*BRIEF A*.
Answer these questions from the passage on titanium dioxide nanoparticles, one per line, marked (i), (ii), (iii):
(i) At which cancer center are the researchers based?
(ii) In which journal was the study published?
(iii) What name is given to the mechanism of toxicity behind the genetic damage?
*BRIEF B*.
Carry on the article about titanium dioxide nanoparticles, starting after its final sentence.

*SOURCE PASSAGE*.

Titanium dioxide (TiO2) nanoparticles – ubiquitous in common household products such as cosmetics, sunscreen and vitamins – cause systemic genetic damage in mice, according to a new study by researchers at UCLA’s Jonsson Comprehensive Cancer Center.
Senior author of the study, Robert Schiestl, said the nanoparticles induced single- and double-strand DNA breaks and also caused chromosomal damage as well as inflammation, all of which increase the risk for cancer. The UCLA study is the first to show that the nanoparticles had such an effect.
The study, published in Cancer Research, explains that the TiO2 nanoparticles accumulate in different organs because the body has no effective way to eliminate them. And because they are so small, they can go everywhere in the body, even through cells, where they may even interfere with sub-cellular mechanisms.
In the past, such nanoparticles were considered non-toxic because they did not incite a chemical reaction. But the researchers point out that it is the surface interactions that the nanoparticles have within their environment – in this case inside a mouse – that causes the genetic damage. This mechanism of toxicity is known as a physicochemical reaction.
“The novel principle is that titanium by itself is chemically inert. However, when the particles become progressively smaller, their surface, in turn, becomes progressively bigger and in the interaction of this surface with the environment oxidative stress is induced,” said Schiestl. “This is the first comprehensive study of titanium dioxide nanoparticle-induced genotoxicity, possibly caused by a secondary mechanism associated with inflammation and/or oxidative stress. Given the growing use of these nanoparticles, these findings raise concern about potential health hazards associated with exposure.”

*ENTRIES SUPPLIED*.
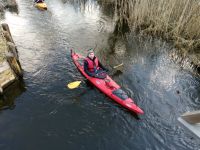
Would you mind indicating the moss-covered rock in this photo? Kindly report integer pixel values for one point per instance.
(10, 69)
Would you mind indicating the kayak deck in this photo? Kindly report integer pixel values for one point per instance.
(107, 86)
(41, 6)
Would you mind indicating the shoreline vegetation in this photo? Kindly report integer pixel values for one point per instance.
(175, 21)
(10, 68)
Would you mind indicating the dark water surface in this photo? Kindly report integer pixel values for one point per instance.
(48, 116)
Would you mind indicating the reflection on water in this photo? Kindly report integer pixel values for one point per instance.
(7, 100)
(50, 116)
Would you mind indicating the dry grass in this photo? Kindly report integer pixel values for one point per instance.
(174, 20)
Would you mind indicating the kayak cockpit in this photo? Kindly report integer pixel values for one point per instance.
(120, 93)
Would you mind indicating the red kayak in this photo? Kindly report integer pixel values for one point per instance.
(107, 86)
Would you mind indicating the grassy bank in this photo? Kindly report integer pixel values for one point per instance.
(174, 20)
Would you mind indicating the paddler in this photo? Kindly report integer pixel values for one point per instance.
(93, 67)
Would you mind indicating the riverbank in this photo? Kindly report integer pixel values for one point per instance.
(10, 68)
(176, 22)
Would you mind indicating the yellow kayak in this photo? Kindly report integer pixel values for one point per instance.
(42, 6)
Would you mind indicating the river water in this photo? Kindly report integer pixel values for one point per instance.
(45, 115)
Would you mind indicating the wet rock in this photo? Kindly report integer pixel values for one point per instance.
(10, 68)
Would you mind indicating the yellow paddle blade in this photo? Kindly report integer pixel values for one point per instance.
(74, 84)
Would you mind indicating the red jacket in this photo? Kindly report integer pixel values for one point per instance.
(92, 65)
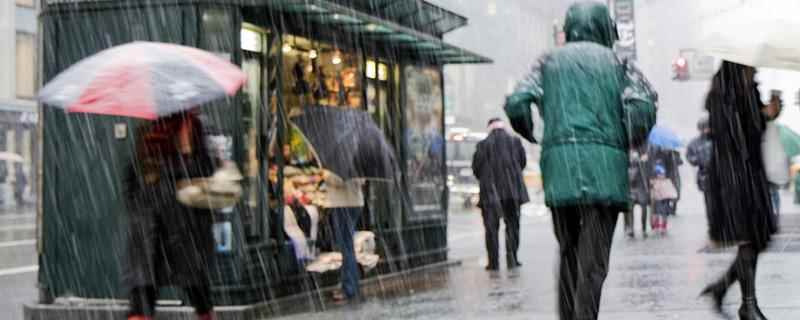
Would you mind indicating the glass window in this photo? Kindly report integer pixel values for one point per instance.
(26, 3)
(424, 141)
(320, 74)
(26, 65)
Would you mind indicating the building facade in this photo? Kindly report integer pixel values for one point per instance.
(18, 116)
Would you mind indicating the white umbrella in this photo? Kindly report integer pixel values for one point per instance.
(760, 33)
(12, 157)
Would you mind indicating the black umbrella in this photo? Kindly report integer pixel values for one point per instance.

*ANSWER BOX A*.
(i) UCLA's Jonsson Comprehensive Cancer Center
(ii) Cancer Research
(iii) A physicochemical reaction

*ANSWER BOX B*.
“It could be that a certain portion of spontaneous cancers are due to this exposure,” Schiestl speculated. “And some people could be more sensitive to nanoparticles exposure than others. I believe the toxicity of these nanoparticles has not been studied enough.”
Schiestl said the data suggest that we should be concerned about a potential risk of cancer or genetic disorders – especially for people occupationally exposed to high concentrations of titanium dioxide nanoparticles, and that it might be prudent to limit their ingestion through non-essential drug additives, food colors, etc. He also pointed out that the nanoparticles cannot go through skin, so a lotion sunscreen is a safer option than spray-on sunscreens, which could be inhaled and become lodged in the lungs.